Quito, 29 de Octubre de 2015
María…
A veces resulta Ecuador tristemente eterno, pero no podría medir nunca esa tristeza. ¿O sí? Quizás sí podría… Podría medirla en las tardes de lluvia que no cesan al contar las gotas que parecen querer romper los cristales. Podría medirla en los silencios rotos por el ruido de una nevera vacía. O podría medirla por las horas de sexo tribulado que sólo apagan la carne encendida cuando tiene hambre. Podría medirla al contar las horas de soledad y angustia ocupadas en buscar un ser que no existe, o que no quiere existir. Y sólo al releer estas últimas palabras me doy cuenta de cuánto anhelo volver a casa.

Qué se pide:
(A) Reproduce el fragmento del pasaje que empieza en "Quito, 29 de" y termina después de "volver a casa.", y cambia "tristeza" por "nostalgia".
(B) Traduce al inglés esta oración del pasaje: "Y sólo al releer estas últimas palabras me doy cuenta de cuánto anhelo volver a casa."
(C) Indica si cada afirmación concuerda con el pasaje. Responde sí o no y cita las palabras del pasaje que lo deciden.
(i) El pasaje está fechado en Quito.
(ii) Quien escribe afirma que no desea volver a casa.
(iii) Una manera de medir la tristeza es contar las gotas de lluvia.
Las filas son material aparte, sin relación con el pasaje.

Filas proporcionadas:
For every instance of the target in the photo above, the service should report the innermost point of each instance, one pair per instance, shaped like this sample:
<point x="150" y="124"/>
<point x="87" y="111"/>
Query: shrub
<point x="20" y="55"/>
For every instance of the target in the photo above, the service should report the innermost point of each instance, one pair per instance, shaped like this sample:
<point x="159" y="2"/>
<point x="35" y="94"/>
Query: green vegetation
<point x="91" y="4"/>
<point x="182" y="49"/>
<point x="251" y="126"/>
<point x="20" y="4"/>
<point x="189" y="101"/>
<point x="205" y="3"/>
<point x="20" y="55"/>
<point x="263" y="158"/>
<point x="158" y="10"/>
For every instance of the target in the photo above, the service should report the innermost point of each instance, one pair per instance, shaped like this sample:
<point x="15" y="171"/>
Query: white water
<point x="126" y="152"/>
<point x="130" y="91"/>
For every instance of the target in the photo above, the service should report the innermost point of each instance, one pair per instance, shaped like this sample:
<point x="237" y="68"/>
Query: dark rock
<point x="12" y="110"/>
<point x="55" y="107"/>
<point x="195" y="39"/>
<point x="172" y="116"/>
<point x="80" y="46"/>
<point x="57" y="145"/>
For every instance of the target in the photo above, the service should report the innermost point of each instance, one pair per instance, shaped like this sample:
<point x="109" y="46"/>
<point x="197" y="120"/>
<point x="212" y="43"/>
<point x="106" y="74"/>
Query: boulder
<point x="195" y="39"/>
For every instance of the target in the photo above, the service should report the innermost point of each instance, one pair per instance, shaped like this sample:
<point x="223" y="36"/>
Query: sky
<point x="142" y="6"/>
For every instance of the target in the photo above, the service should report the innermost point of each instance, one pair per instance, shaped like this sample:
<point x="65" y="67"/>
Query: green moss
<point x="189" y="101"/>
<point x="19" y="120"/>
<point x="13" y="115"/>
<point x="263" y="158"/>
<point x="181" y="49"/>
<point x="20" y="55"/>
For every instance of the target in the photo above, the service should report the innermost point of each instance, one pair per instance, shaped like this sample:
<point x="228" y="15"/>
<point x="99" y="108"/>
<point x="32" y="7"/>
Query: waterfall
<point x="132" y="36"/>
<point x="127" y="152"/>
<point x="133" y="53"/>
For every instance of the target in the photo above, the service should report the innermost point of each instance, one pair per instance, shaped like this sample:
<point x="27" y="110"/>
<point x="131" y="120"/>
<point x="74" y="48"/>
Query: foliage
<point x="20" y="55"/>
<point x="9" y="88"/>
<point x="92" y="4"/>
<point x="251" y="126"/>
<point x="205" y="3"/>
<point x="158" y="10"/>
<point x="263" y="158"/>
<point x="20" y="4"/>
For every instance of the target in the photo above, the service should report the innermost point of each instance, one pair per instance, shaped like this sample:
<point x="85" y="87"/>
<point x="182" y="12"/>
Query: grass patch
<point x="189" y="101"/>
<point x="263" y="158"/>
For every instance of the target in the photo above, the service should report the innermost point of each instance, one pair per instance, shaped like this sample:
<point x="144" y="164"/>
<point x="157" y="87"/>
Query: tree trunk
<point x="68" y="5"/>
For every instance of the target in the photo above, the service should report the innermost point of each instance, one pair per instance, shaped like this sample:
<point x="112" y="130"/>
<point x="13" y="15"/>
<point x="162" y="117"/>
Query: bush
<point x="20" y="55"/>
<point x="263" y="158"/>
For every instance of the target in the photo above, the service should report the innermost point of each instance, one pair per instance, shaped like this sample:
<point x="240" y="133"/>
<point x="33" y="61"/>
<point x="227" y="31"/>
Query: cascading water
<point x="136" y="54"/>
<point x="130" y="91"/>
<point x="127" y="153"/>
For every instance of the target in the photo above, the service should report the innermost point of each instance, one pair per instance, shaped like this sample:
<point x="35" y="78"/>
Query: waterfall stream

Los resultados:
(A)
Quito, 29 de Octubre de 2015
María…
A veces resulta Ecuador tristemente eterno, pero no podría medir nunca esa nostalgia. ¿O sí? Quizás sí podría… Podría medirla en las tardes de lluvia que no cesan al contar las gotas que parecen querer romper los cristales. Podría medirla en los silencios rotos por el ruido de una nevera vacía. O podría medirla por las horas de sexo tribulado que sólo apagan la carne encendida cuando tiene hambre. Podría medirla al contar las horas de soledad y angustia ocupadas en buscar un ser que no existe, o que no quiere existir. Y sólo al releer estas últimas palabras me doy cuenta de cuánto anhelo volver a casa.

(B) And only upon rereading these last words do I realize how much I long to return home.

(C)
(i) Sí: "Quito, 29 de Octubre de 2015".
(ii) No: "me doy cuenta de cuánto anhelo volver a casa".
(iii) Sí: "al contar las gotas que parecen querer romper los cristales".